Write out all of the entries exactly as given.

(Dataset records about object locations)
- - - -
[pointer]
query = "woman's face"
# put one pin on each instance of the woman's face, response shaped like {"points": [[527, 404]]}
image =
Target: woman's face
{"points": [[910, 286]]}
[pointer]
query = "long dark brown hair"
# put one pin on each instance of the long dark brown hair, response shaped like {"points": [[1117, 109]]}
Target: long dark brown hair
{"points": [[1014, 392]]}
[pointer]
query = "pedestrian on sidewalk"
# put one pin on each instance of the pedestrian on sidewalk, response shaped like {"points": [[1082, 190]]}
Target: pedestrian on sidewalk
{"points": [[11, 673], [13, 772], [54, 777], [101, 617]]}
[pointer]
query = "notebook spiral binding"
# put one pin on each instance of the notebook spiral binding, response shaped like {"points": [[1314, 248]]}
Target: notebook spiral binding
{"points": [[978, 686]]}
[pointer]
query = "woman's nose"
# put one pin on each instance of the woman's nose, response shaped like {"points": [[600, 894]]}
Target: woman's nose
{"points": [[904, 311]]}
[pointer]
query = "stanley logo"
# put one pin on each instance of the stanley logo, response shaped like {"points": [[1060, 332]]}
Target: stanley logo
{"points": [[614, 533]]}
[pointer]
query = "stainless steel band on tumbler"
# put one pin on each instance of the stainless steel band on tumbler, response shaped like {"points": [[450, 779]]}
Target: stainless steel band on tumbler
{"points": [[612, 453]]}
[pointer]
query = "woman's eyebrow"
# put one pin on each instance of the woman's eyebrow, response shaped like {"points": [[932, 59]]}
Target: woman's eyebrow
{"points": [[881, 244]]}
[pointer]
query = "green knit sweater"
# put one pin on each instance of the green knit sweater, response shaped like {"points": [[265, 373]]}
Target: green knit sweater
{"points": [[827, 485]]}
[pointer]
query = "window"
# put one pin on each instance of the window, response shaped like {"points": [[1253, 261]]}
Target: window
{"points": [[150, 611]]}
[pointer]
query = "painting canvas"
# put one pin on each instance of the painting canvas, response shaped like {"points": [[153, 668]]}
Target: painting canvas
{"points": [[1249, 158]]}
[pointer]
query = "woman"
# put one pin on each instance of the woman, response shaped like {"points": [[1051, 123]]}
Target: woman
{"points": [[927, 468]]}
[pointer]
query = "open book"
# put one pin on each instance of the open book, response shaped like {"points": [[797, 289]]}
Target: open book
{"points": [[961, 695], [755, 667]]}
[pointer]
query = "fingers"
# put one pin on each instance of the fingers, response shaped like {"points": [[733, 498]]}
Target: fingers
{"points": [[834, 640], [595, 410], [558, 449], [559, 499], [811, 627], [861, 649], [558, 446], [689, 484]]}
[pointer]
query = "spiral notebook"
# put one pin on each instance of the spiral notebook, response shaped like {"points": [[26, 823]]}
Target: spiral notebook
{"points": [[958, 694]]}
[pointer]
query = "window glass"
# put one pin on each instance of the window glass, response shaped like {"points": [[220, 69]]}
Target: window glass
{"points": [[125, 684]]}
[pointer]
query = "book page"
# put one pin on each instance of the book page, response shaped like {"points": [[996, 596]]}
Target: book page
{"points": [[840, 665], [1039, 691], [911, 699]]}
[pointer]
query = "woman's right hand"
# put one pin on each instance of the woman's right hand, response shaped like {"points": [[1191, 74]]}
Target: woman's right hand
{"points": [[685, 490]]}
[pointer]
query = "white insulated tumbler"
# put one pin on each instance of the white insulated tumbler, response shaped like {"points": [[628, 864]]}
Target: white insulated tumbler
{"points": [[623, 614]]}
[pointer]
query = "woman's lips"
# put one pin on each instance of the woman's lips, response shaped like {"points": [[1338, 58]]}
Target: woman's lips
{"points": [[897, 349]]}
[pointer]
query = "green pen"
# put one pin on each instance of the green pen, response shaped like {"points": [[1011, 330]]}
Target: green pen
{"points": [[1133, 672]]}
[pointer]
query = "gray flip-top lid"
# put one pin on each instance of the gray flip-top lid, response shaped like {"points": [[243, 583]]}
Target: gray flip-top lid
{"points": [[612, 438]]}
- - - -
> **RESULT OF THE EXERCISE**:
[pointer]
query = "woman's face"
# put one pin on each instance of the woman's face, response shaped like {"points": [[527, 404]]}
image =
Target: woman's face
{"points": [[910, 286]]}
[pointer]
query = "long dark brown hair"
# put one pin on each instance of the long dark brown hair, response shaped like {"points": [[1117, 109]]}
Target: long dark brown hair
{"points": [[1014, 392]]}
[pointer]
query = "pedestrian on sidewalk"
# put one pin on each instance of the pedestrian on sidewalk, response shaped like {"points": [[1082, 190]]}
Target: pedestrian on sidewalk
{"points": [[11, 673], [13, 772], [54, 777], [101, 617]]}
[pointer]
query = "notebook spiral binding"
# put one pin on each instance of the notebook spiral binding, response shaped like {"points": [[1314, 248]]}
Target: notebook spiral binding
{"points": [[978, 686]]}
[pointer]
query = "woman's nose"
# put one pin on each instance of the woman's nose, response shaped like {"points": [[600, 894]]}
Target: woman's nose
{"points": [[904, 311]]}
[pointer]
query = "stanley logo"
# put one pin on each instance of the stanley logo, response shaped like {"points": [[1060, 332]]}
Target: stanley logo
{"points": [[614, 533]]}
[pointer]
query = "stainless steel band on tumbler"
# put one pin on each instance of the stainless steel band on tumbler, response shaped like {"points": [[450, 779]]}
Target: stainless steel band on tumbler
{"points": [[612, 453]]}
[pointer]
query = "woman's eyebrow"
# put one pin on each instance of the woman's eyebrow, response shaped like {"points": [[932, 59]]}
Target: woman's eyebrow
{"points": [[881, 244]]}
[pointer]
query = "green knit sweater"
# put one pin on each instance of the green knit sweater, response shaped like {"points": [[265, 373]]}
Target: green knit sweater
{"points": [[827, 485]]}
[pointer]
query = "window"
# put one pin on each instance of the window, response shaped like {"points": [[1253, 261]]}
Target: window
{"points": [[150, 611]]}
[pointer]
query = "painting canvas"
# put one pin on each instance of the painting canvas, response shaped like {"points": [[153, 668]]}
Target: painting canvas
{"points": [[1249, 158]]}
[pointer]
query = "woman"
# put one pin on each instance of the woman, response shaped like {"points": [[1051, 123]]}
Target: woman
{"points": [[927, 468]]}
[pointer]
query = "open book"
# put one pin on each instance of the open book, response shaped like {"points": [[797, 289]]}
Target: open book
{"points": [[961, 695], [755, 667]]}
[pointer]
query = "fingers"
# put one pin on each instance of the fingers, response shaped like {"points": [[733, 498]]}
Target: fingers
{"points": [[834, 640], [595, 410], [558, 449], [559, 499], [811, 627], [861, 649], [558, 446], [689, 484]]}
[pointer]
query = "spiral notebook"
# put one pin on each instance of the spiral notebook, response shaped like {"points": [[26, 823]]}
Target: spiral notebook
{"points": [[958, 694]]}
[pointer]
query = "window glass"
# put one pin on each instance of the window glass, response shaped like {"points": [[220, 69]]}
Target: window glass
{"points": [[125, 684]]}
[pointer]
query = "book page"
# put one pin on each instance of the book page, response shaped like {"points": [[996, 596]]}
Target: book page
{"points": [[840, 665], [1039, 691], [911, 699]]}
[pointer]
query = "woman's right hand"
# put one pin on each instance of the woman's right hand, response shaped like {"points": [[1191, 74]]}
Target: woman's right hand
{"points": [[685, 490]]}
[pointer]
query = "white insulated tumbler"
# put one pin on each instance of the white insulated tumbler, response shaped like {"points": [[628, 864]]}
Target: white insulated tumbler
{"points": [[623, 614]]}
[pointer]
query = "woman's lips"
# put one pin on each instance of the woman's lips, response shaped like {"points": [[1338, 58]]}
Target: woman's lips
{"points": [[897, 349]]}
[pointer]
query = "green pen"
# put one pin on each instance of the green pen, response shaped like {"points": [[1011, 330]]}
Target: green pen
{"points": [[1133, 672]]}
[pointer]
query = "gray flip-top lid"
# put one pin on each instance of the gray flip-top lid, response shaped like {"points": [[243, 583]]}
Target: gray flip-top lid
{"points": [[612, 438]]}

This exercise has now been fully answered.